> The task
Select every one of the lines below that contains the word "person", and copy each of them in full.

> Coordinate labeling data
—————
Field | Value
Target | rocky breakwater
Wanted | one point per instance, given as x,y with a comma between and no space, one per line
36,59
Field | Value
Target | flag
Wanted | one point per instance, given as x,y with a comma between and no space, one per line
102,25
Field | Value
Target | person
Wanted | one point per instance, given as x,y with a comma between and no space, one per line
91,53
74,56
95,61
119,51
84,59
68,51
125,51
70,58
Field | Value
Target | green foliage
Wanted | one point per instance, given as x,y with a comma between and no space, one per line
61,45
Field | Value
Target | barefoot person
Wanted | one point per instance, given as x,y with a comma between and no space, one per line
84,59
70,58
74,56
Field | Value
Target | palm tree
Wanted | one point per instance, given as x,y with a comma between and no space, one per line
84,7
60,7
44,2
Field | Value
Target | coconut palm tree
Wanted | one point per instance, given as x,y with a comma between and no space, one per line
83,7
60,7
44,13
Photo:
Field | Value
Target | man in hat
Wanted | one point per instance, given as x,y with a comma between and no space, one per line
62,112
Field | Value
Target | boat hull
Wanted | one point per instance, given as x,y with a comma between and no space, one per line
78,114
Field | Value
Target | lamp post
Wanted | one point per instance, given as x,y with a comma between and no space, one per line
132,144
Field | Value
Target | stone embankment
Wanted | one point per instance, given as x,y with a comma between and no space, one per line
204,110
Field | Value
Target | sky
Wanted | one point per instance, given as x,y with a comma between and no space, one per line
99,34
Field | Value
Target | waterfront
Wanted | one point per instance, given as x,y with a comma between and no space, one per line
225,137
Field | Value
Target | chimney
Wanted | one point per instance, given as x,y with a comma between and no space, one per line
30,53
—————
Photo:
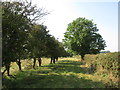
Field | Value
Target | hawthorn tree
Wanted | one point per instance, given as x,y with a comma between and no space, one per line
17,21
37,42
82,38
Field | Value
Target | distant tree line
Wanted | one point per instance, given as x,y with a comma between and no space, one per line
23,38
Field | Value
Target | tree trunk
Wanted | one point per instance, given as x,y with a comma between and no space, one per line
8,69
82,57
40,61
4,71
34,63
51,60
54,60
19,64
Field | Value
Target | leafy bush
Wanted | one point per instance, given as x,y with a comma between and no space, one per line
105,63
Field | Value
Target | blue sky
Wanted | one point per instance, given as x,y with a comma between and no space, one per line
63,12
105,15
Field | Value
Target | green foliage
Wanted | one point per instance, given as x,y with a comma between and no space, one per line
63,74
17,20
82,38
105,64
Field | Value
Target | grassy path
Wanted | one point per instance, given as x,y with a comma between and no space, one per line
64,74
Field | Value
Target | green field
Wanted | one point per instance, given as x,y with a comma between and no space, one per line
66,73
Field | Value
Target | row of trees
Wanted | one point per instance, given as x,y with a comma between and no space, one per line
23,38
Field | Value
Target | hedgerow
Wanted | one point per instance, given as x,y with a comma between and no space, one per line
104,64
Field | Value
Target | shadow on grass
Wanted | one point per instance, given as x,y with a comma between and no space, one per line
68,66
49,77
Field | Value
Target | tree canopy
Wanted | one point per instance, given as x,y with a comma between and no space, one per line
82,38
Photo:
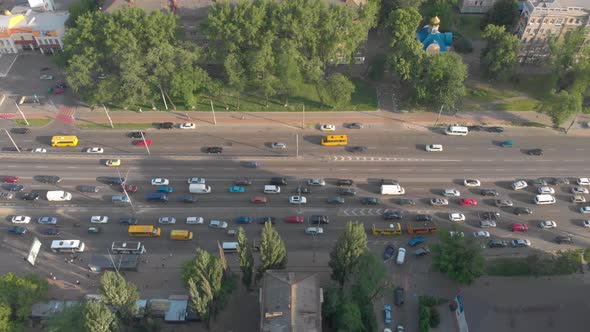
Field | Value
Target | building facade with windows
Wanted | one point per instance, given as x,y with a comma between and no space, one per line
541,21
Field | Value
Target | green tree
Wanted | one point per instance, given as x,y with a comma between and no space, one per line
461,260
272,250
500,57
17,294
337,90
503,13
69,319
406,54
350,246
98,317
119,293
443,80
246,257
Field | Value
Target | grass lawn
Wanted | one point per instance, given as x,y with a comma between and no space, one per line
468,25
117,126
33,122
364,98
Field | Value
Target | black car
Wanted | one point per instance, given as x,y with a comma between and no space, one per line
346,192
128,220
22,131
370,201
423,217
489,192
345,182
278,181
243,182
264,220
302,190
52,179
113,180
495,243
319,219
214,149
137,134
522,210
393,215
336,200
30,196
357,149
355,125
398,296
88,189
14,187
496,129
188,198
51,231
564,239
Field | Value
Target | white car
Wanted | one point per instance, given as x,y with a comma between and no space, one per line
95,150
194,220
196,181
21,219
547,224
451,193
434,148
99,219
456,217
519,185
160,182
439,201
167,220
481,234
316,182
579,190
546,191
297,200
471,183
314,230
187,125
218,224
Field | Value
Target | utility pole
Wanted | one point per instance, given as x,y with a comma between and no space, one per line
—————
> The completed task
Target | person
Target | barefoot person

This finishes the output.